-- start TEXT TO READ --

Patents - Three reminders about patent assignments

      First, there is a difference between an assignment and an obligation to assign. If your "assignment" document states "agree to assign" or similar language, then it is merely a promise to assign rights in the future and "not an immediate transfer of expectant interests" (Board of Trustees v. Roche, 583 F.3d 832, 841-42 (Fed. Cir. 2009).  This means that a subsequent and proper assignment needs to be executed in the future.  To effect an immediate transfer, your assignment should state "do hereby assign" or similar language (cite).

     Second, patent assignments should be recorded with the US Patent & Trademark Office within three months of execution. 35 U.S.C. § 261. If you fail to record within three months, you should still record the assignment because late recording is better than never recording.  The purpose of recording is to provide notice to the public and to prevent a bona fide purchaser from creating a potentially costly mess over the ownership of the patent.

     Third, you can record patent assignments for free on the USPTO website (cite).  If you wish to submit paper documents, it will cost $40.

-- end TEXT TO READ --
-- start RAW DATA --

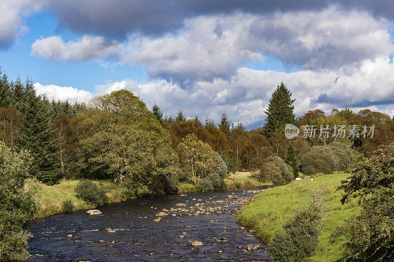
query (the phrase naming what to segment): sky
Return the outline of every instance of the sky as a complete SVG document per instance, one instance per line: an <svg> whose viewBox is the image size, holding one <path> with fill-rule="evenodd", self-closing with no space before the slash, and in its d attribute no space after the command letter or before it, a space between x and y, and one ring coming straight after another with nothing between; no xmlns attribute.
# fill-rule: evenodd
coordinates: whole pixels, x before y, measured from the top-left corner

-- end RAW DATA --

* **WHAT THIS EXERCISE ASKS**
- 1) According to the text on patent assignments, why should an assignment still be recorded with the USPTO after the three-month window has passed? Answer in one to three sentences.
- 2) Continue the text on patent assignments from where it stops.

* **THE REPLIES**
- 1) Late recording is better than never recording. Recording gives the public notice of the assignment and prevents a bona fide purchaser from creating a potentially costly mess over who owns the patent.

- 2)
- Henry Park

Wednesday, January 18, 2017

USPTO and Java v8 update 121 build 13

    On my Macintosh, I received a notice that there is an updated version of Java v8 update 121 build 13 (released on January 17).


      I called the US Patent Electronic Business Center (EBC), and they have not tested the update, and that suggested holding off on the update for a few days.

- Henry Park

Monday, January 16, 2017

Patent - How does this complaint satisfy Iqbal and Twombly?

     For more than a year, Form 18 from the Appendix of Forms to the Federal Rules of Civil Procedure has been repealed (cite).  By repealing Form 18, bare bones patent infringement complaints no long meet the Supreme Court's Bell Atlantic Corp. v. Twombly and Ashcroft v. Iqbal heightened pleading standards (Twombly cite, Iqbal cite).  Under this heightened pleading standard, a plaintiff must plead a “plausible” claim.  In other words, the plaintiff must plead sufficient factual content to allow the court to draw the reasonable inference that the defendant is liable for the misconduct alleged.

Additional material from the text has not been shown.